> TEXT PASSAGE

The BEDOPS gff2bed
script converts GFF3 files, not GTF files. I haven't verified that gff2bed
can work on generic GTF files. While the two formats are related, they do differ and you should use (for example) Bill Noble's gtf2bed
conversion script to convert GTF files.
Are you running vcf2bed.py < input.vcf -> vcf.bed
? That hyphen would be a typo, probably — I'm not sure what that would do. You would want to run: vcf2bed.py < input.vcf | sort-bed - > vcf.bed
to ensure the BED output is sorted.
If you really want to skip sorting (let's say that your VCF elements are guaranteed to be lexicographically-sorted), then use vcf2bed.py < input.vcf > vcf.bed
.
Note that it is not guaranteed that BEDOPS tools can provide a correct answer on unsorted BED inputs, so it might be better to use the BEDOPS sort-bed
application, just to be safe and prevent GIGO errors. Or add the --ec
option when using bedmap
or other BEDOPS applications, which enables error-checking (though it is usually much faster to just use sort-bed
to pre-sort the input — you only have to sort once, as BEDOPS apps read in and write out sorted data).

> RECORDED DATA
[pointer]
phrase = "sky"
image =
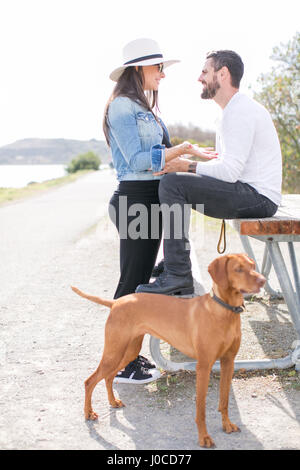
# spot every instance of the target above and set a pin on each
(56, 57)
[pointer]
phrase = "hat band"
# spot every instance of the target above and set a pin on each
(153, 56)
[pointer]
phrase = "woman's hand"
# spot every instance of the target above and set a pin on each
(178, 164)
(206, 153)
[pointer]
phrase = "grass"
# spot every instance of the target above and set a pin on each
(12, 194)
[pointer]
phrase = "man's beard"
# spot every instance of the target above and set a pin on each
(211, 89)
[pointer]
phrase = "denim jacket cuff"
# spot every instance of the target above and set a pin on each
(157, 158)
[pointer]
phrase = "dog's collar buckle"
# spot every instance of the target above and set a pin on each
(239, 309)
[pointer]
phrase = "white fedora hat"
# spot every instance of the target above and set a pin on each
(141, 52)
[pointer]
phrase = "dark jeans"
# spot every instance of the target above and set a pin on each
(137, 256)
(220, 199)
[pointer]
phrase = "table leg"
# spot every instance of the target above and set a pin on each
(285, 283)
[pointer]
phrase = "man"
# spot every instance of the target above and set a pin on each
(243, 182)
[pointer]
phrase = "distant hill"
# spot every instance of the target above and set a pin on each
(50, 151)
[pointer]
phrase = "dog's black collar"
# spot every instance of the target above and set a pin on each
(229, 307)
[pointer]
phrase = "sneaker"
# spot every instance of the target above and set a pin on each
(134, 373)
(158, 269)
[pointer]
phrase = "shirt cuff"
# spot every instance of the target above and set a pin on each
(157, 158)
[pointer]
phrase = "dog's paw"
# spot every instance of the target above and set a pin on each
(117, 404)
(229, 427)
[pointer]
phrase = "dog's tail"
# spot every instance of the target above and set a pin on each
(98, 300)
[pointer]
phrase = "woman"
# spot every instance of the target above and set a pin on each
(140, 146)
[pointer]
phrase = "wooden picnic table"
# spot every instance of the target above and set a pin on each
(283, 227)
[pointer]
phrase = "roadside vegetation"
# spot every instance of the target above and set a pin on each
(13, 194)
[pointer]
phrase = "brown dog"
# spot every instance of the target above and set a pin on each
(200, 327)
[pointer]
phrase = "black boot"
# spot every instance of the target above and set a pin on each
(168, 284)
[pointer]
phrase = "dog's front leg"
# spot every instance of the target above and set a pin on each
(227, 368)
(202, 380)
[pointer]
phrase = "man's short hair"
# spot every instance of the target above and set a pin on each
(232, 61)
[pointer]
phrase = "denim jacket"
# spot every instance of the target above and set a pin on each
(135, 140)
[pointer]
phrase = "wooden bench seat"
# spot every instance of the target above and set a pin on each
(284, 227)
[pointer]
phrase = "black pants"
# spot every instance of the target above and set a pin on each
(134, 209)
(218, 198)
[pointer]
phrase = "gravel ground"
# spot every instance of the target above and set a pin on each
(51, 341)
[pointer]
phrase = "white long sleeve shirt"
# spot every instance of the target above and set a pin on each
(248, 147)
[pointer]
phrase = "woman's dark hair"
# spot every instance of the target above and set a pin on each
(232, 61)
(131, 84)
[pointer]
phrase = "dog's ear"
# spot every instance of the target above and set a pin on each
(218, 271)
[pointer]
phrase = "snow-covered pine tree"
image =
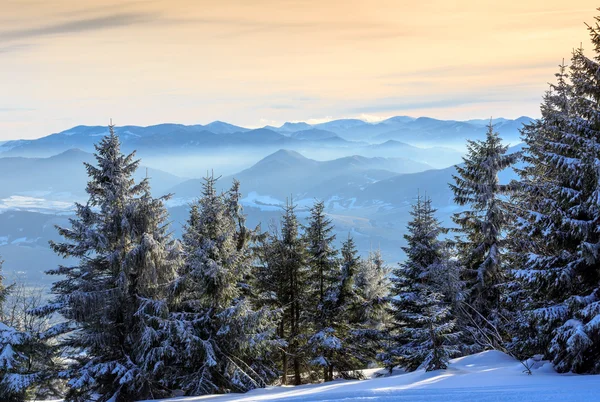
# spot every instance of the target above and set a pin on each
(123, 258)
(13, 384)
(481, 227)
(559, 218)
(323, 273)
(26, 355)
(281, 280)
(423, 331)
(221, 343)
(539, 244)
(373, 288)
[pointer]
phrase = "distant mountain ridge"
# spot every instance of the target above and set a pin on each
(287, 172)
(422, 131)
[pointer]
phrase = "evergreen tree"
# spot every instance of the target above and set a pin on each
(482, 228)
(423, 331)
(26, 355)
(373, 288)
(323, 274)
(558, 228)
(283, 282)
(124, 259)
(221, 342)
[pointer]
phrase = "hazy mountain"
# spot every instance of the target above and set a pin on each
(428, 131)
(287, 172)
(62, 176)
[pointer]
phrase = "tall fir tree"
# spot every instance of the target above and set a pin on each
(221, 342)
(423, 332)
(481, 243)
(124, 256)
(336, 347)
(323, 273)
(558, 220)
(373, 288)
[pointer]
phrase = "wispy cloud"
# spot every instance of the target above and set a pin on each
(15, 48)
(78, 25)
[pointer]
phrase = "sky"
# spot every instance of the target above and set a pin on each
(256, 62)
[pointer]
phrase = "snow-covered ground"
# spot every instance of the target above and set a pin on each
(488, 376)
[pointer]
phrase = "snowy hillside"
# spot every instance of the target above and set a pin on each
(487, 376)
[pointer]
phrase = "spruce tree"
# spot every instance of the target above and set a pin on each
(123, 260)
(373, 288)
(282, 279)
(423, 331)
(558, 220)
(481, 244)
(221, 342)
(331, 347)
(323, 274)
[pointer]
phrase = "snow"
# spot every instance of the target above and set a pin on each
(488, 376)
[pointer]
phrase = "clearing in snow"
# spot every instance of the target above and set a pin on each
(488, 376)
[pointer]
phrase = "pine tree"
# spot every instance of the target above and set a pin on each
(373, 288)
(221, 342)
(423, 331)
(124, 258)
(282, 281)
(323, 264)
(26, 356)
(558, 220)
(481, 227)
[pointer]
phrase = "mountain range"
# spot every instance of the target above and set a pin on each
(368, 174)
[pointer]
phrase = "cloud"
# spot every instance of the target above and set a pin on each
(15, 109)
(78, 25)
(436, 102)
(15, 48)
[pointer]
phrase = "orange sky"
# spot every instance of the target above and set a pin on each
(258, 62)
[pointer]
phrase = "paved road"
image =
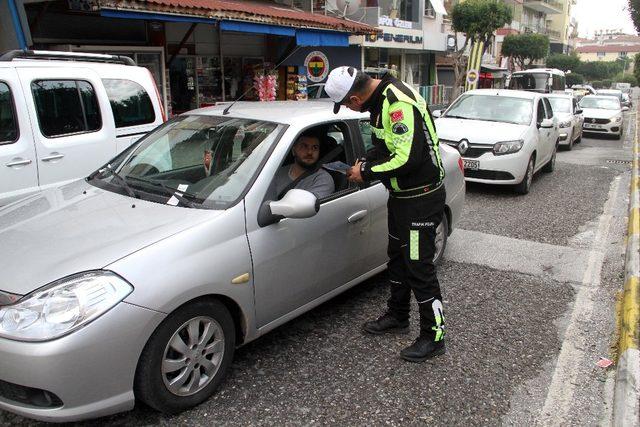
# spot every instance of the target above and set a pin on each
(529, 284)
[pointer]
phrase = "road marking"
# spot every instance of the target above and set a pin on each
(560, 395)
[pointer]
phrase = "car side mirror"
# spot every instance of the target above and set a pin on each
(295, 204)
(546, 124)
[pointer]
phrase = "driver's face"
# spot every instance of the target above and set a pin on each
(307, 150)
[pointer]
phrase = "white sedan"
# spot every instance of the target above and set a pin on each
(504, 136)
(570, 118)
(603, 114)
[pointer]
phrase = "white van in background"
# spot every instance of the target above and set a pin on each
(62, 115)
(541, 80)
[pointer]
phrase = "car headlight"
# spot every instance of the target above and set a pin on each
(507, 147)
(63, 306)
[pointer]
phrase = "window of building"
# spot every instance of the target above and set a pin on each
(8, 123)
(130, 103)
(429, 12)
(66, 107)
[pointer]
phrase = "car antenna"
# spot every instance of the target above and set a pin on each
(226, 110)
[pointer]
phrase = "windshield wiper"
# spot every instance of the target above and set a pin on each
(181, 195)
(121, 180)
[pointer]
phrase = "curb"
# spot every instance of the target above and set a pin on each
(626, 398)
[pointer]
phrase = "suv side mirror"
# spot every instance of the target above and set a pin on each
(546, 124)
(295, 204)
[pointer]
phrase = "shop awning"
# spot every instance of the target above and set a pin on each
(303, 37)
(246, 11)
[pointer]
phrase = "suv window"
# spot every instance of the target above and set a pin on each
(66, 107)
(130, 103)
(8, 125)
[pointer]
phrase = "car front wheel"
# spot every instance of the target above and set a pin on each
(186, 358)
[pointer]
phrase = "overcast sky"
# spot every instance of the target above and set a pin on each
(595, 15)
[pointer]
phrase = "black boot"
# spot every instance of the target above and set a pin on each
(423, 348)
(386, 323)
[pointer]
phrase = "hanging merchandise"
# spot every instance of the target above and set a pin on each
(265, 86)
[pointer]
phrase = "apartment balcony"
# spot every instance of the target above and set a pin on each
(549, 7)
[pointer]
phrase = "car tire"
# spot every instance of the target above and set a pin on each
(442, 234)
(178, 348)
(525, 185)
(551, 164)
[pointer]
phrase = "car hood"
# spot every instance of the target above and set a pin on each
(598, 113)
(478, 131)
(79, 227)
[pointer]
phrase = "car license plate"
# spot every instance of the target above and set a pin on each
(473, 165)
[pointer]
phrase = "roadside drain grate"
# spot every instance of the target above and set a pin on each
(620, 162)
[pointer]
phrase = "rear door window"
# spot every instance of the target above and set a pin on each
(66, 107)
(8, 123)
(130, 103)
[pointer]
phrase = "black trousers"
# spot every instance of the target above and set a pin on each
(412, 232)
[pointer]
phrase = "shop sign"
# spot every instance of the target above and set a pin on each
(317, 65)
(398, 38)
(386, 21)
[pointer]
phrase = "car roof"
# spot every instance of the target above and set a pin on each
(505, 92)
(298, 113)
(540, 70)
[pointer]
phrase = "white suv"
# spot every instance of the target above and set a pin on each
(62, 115)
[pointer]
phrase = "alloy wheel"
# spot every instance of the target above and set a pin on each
(193, 356)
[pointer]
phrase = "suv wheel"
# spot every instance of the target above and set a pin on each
(186, 358)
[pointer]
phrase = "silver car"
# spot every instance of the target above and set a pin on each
(140, 281)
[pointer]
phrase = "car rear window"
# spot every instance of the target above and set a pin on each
(66, 107)
(130, 103)
(8, 125)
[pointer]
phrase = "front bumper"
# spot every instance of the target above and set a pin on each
(507, 169)
(90, 371)
(606, 128)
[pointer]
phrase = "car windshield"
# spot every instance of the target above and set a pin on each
(529, 81)
(193, 160)
(605, 103)
(492, 108)
(610, 93)
(560, 105)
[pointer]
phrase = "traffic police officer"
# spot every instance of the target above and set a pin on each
(407, 160)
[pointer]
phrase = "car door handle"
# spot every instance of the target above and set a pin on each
(18, 162)
(54, 156)
(357, 216)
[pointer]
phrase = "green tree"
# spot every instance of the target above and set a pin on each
(477, 20)
(564, 62)
(634, 11)
(525, 48)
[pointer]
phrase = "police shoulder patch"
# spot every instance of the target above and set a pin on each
(400, 128)
(396, 116)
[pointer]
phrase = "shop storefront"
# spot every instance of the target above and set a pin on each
(204, 59)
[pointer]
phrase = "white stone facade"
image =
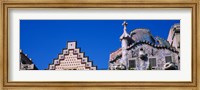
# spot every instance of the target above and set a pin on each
(144, 52)
(71, 59)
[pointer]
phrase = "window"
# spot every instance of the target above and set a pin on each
(152, 62)
(168, 59)
(132, 63)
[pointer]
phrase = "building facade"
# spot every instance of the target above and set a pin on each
(26, 63)
(141, 51)
(72, 58)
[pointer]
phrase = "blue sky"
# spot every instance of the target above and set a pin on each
(43, 40)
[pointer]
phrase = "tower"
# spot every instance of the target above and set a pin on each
(124, 39)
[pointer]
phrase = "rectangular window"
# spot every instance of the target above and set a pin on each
(132, 63)
(152, 62)
(168, 59)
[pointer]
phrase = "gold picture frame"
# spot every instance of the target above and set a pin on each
(193, 4)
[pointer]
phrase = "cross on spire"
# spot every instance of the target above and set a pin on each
(125, 34)
(124, 24)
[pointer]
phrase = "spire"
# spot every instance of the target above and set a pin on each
(125, 34)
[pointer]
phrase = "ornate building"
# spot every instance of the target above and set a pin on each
(72, 58)
(26, 63)
(141, 51)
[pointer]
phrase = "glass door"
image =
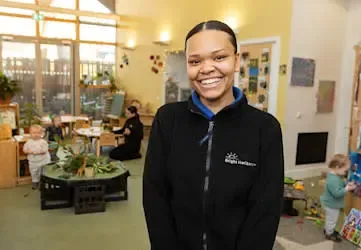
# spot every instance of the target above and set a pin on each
(56, 79)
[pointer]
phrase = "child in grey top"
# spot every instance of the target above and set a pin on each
(38, 155)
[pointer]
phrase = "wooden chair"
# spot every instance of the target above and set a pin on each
(106, 139)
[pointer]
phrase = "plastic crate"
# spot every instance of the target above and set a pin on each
(89, 199)
(54, 194)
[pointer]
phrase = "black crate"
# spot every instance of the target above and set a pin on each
(54, 193)
(89, 199)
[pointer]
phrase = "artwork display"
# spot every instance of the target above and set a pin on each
(303, 72)
(157, 63)
(351, 229)
(8, 117)
(172, 91)
(326, 96)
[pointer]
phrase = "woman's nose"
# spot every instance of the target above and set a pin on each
(206, 67)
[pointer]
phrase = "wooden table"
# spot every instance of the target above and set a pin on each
(67, 120)
(94, 133)
(290, 194)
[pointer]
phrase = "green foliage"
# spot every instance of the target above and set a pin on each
(8, 87)
(29, 115)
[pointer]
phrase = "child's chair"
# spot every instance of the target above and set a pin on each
(106, 139)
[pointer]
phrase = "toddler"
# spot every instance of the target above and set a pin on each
(37, 150)
(55, 129)
(335, 190)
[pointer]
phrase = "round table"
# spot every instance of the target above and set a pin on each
(58, 191)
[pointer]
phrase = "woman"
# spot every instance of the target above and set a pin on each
(213, 176)
(133, 134)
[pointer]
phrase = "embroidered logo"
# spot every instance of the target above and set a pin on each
(233, 159)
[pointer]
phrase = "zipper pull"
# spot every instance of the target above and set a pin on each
(209, 133)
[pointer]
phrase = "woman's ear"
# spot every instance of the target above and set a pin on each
(238, 63)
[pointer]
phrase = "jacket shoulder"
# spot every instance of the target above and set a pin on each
(264, 119)
(170, 109)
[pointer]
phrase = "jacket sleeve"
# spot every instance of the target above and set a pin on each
(156, 188)
(336, 190)
(121, 131)
(266, 196)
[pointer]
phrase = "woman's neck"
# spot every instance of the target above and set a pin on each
(219, 104)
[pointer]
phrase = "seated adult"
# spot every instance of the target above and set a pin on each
(133, 134)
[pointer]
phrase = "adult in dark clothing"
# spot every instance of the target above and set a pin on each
(213, 176)
(133, 134)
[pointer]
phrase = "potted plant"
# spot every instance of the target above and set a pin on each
(29, 116)
(8, 88)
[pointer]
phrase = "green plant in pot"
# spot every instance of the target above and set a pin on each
(29, 116)
(8, 88)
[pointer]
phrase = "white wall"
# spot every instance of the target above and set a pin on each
(318, 29)
(352, 38)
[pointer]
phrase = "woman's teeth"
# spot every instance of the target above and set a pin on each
(210, 81)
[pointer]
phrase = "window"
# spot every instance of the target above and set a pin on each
(96, 20)
(58, 15)
(89, 32)
(95, 59)
(54, 29)
(93, 5)
(67, 4)
(16, 11)
(17, 26)
(18, 61)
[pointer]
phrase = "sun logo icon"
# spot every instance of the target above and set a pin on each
(232, 156)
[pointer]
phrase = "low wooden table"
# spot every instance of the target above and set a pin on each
(290, 194)
(58, 192)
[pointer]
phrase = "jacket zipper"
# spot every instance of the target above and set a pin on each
(206, 179)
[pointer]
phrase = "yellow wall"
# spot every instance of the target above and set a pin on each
(256, 18)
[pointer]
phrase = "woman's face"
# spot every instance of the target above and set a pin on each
(129, 114)
(211, 64)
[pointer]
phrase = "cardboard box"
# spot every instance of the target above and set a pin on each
(352, 201)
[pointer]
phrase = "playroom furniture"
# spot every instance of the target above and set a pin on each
(290, 194)
(8, 149)
(354, 133)
(106, 139)
(57, 191)
(22, 170)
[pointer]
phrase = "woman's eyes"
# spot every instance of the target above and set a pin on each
(220, 58)
(197, 61)
(194, 62)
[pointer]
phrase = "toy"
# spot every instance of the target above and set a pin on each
(299, 185)
(314, 212)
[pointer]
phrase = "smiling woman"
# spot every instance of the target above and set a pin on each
(213, 175)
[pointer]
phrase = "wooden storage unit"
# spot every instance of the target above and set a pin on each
(22, 169)
(356, 103)
(8, 164)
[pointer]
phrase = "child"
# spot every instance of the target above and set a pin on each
(335, 190)
(37, 150)
(55, 129)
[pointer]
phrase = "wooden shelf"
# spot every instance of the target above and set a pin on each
(22, 157)
(83, 86)
(24, 180)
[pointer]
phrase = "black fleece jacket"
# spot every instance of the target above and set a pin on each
(213, 184)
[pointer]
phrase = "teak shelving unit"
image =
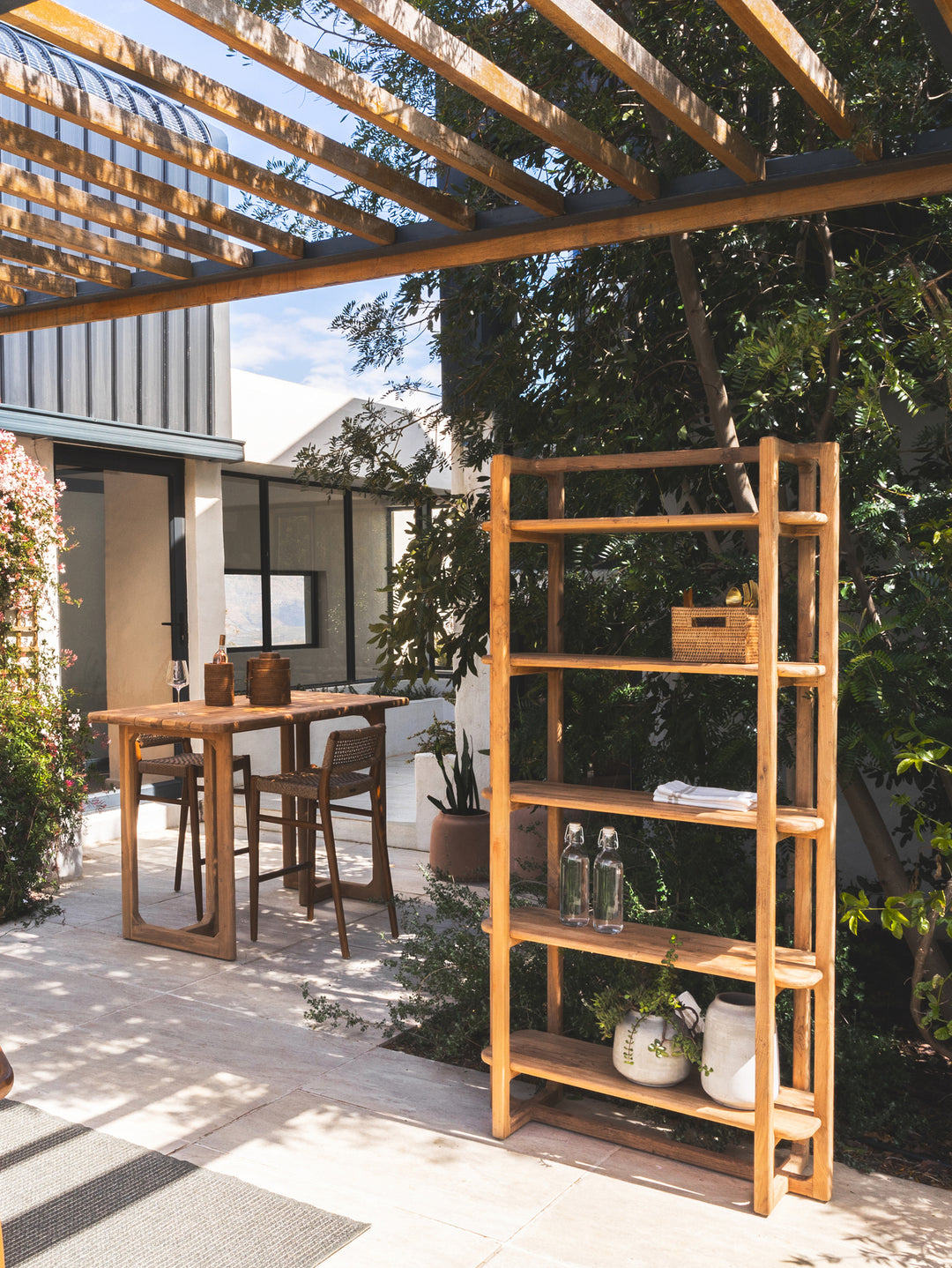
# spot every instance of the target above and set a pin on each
(803, 1114)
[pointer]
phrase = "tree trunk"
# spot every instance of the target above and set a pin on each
(711, 378)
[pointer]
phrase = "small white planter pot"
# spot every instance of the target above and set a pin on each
(729, 1051)
(633, 1058)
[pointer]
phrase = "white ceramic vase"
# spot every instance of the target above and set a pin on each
(729, 1051)
(633, 1058)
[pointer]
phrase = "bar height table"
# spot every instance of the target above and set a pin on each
(214, 934)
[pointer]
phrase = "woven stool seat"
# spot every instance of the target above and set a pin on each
(353, 764)
(307, 782)
(189, 767)
(165, 765)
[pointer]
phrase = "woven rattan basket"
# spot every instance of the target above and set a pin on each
(721, 636)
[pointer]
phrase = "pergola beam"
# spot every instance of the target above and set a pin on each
(34, 87)
(271, 47)
(83, 37)
(785, 48)
(592, 29)
(34, 280)
(47, 229)
(58, 261)
(428, 43)
(103, 211)
(11, 295)
(38, 147)
(332, 264)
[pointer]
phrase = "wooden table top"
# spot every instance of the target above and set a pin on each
(197, 718)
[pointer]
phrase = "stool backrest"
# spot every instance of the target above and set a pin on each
(356, 750)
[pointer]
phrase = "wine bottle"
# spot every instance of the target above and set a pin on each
(573, 877)
(608, 883)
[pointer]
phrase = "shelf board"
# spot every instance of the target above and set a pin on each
(700, 952)
(539, 662)
(540, 530)
(792, 821)
(588, 1065)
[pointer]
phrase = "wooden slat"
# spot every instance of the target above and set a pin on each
(660, 524)
(634, 462)
(783, 45)
(90, 207)
(592, 29)
(34, 87)
(411, 31)
(19, 139)
(648, 944)
(271, 46)
(60, 261)
(792, 821)
(197, 718)
(882, 183)
(547, 660)
(89, 40)
(767, 824)
(588, 1065)
(500, 708)
(35, 280)
(824, 999)
(47, 229)
(590, 1120)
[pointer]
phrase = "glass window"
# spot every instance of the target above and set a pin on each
(289, 585)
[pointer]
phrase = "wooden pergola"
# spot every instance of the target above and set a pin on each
(56, 274)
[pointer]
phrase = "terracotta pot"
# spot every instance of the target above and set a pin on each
(459, 845)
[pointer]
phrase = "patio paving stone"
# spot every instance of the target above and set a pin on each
(214, 1062)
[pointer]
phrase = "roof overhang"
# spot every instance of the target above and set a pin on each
(119, 435)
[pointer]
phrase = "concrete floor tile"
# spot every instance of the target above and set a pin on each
(396, 1238)
(471, 1184)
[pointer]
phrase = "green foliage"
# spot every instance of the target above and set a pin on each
(43, 744)
(439, 737)
(462, 790)
(650, 992)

> WORK ORDER 1
Translate this sentence from the passage on BEDOPS file conversion into Spanish: "I haven't verified that gff2bed can work on generic GTF files."
> WORK ORDER 2
Continue the passage on BEDOPS file conversion from its final sentence.

> ANSWER BOX 1
No he verificado que gff2bed pueda funcionar con archivos GTF genéricos.

> ANSWER BOX 2
If you still get errors, feel free to post a transcript of what you're doing on the BEDOPS forum, along with links to your GTF and/or VCF inputs.
Also consider running your data through validation scripts — we've uncovered problems in the past with labs releasing data that do not follow specification, which requires extra pre-processing steps to clean up input before it is consumed by our scripts and applications. We've also uncovered problems with our assumptions about specifications and how that translates to a script or application. Biology is messy, but bioinformatics is messier.
OK got it!. The click was to download a RefFlat-genes.bed file from UCSC, then sort it with "sort-bed" and use this in "bedmap". Thanks so much for your help! G.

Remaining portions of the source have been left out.